> **WORK REQUEST**
Look below for the line holding "Place a point on every instance of the yellow" and the line holding "pixel 467 179". Transcribe exactly those lines and all lines between them, nothing more.

=======

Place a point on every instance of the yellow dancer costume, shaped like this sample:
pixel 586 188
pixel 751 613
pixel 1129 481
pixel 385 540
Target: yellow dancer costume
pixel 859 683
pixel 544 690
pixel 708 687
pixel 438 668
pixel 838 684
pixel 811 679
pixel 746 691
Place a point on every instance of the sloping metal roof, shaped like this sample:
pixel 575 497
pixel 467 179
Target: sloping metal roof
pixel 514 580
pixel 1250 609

=======

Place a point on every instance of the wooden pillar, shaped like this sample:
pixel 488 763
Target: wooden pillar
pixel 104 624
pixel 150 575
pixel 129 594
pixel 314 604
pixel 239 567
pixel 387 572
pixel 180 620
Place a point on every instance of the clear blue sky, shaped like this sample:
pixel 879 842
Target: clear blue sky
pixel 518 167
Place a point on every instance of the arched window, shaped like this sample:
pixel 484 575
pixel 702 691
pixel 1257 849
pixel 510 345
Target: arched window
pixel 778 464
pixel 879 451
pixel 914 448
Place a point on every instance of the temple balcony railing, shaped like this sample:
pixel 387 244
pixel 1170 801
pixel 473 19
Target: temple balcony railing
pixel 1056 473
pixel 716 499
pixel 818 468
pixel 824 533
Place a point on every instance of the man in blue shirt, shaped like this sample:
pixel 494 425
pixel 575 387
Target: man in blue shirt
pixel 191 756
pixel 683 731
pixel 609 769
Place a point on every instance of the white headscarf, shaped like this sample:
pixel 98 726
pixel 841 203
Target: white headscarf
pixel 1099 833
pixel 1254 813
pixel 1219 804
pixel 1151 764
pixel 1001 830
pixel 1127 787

=======

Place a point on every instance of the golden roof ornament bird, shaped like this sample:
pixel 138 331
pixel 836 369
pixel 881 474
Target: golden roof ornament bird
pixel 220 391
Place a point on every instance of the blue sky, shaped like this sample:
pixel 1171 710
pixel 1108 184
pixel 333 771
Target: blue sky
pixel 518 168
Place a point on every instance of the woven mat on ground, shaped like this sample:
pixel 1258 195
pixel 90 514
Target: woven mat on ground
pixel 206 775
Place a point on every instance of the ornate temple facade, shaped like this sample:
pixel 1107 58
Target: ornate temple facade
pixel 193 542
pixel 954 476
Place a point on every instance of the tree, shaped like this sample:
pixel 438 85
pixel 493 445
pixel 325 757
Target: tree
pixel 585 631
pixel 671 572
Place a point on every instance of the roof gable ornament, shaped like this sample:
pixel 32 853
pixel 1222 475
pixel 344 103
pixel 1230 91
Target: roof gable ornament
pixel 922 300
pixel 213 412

=======

> **TASK RESPONSE**
Place a point on every instance of the yellow dancer costume, shaped like this sample:
pixel 586 188
pixel 751 613
pixel 1129 481
pixel 385 540
Target: yellow dancer costume
pixel 859 683
pixel 544 690
pixel 708 687
pixel 438 668
pixel 838 684
pixel 811 679
pixel 746 691
Place a point on every instance of the sloping metal roof, shaped like this sample:
pixel 575 497
pixel 467 179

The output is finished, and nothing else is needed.